Records for this task>

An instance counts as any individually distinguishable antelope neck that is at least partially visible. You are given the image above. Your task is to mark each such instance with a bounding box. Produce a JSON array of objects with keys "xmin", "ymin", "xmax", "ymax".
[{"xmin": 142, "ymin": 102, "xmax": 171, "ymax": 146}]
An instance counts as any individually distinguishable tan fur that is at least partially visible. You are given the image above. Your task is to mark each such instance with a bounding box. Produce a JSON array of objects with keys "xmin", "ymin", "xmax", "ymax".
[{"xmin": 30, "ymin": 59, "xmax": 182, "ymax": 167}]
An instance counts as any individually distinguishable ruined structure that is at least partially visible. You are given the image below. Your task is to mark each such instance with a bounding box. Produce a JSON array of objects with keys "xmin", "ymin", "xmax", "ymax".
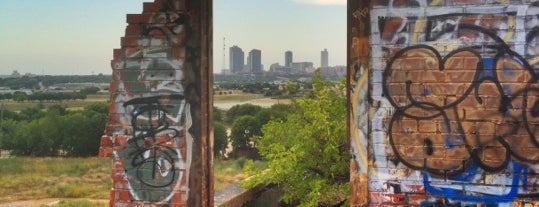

Exercise directions> Pass over the images and copy the rest of the material above exactly.

Exercise solution>
An instance counts as any individually distinguishable antelope neck that is at least partially visible. You are given the image above. Your task is to mark each such instance with a bounding box. Produce a JSON array of objects with keys "xmin", "ymin", "xmax", "ymax".
[{"xmin": 142, "ymin": 102, "xmax": 171, "ymax": 146}]
An instance counts as any individually distinguishable tan fur that is at least partially visible. You are given the image above. Your task is to mark each such instance with a bounding box. Produce a JSON array of objects with keys "xmin", "ymin", "xmax", "ymax".
[{"xmin": 30, "ymin": 59, "xmax": 182, "ymax": 167}]
An instance counts as any individually distinguishable ruined structure that is at least partially visible. You are given the image below. Your task is to mark each such instance with a bounding box. Produce a JSON array of objects with keys "xmin", "ymin", "xmax", "ymax".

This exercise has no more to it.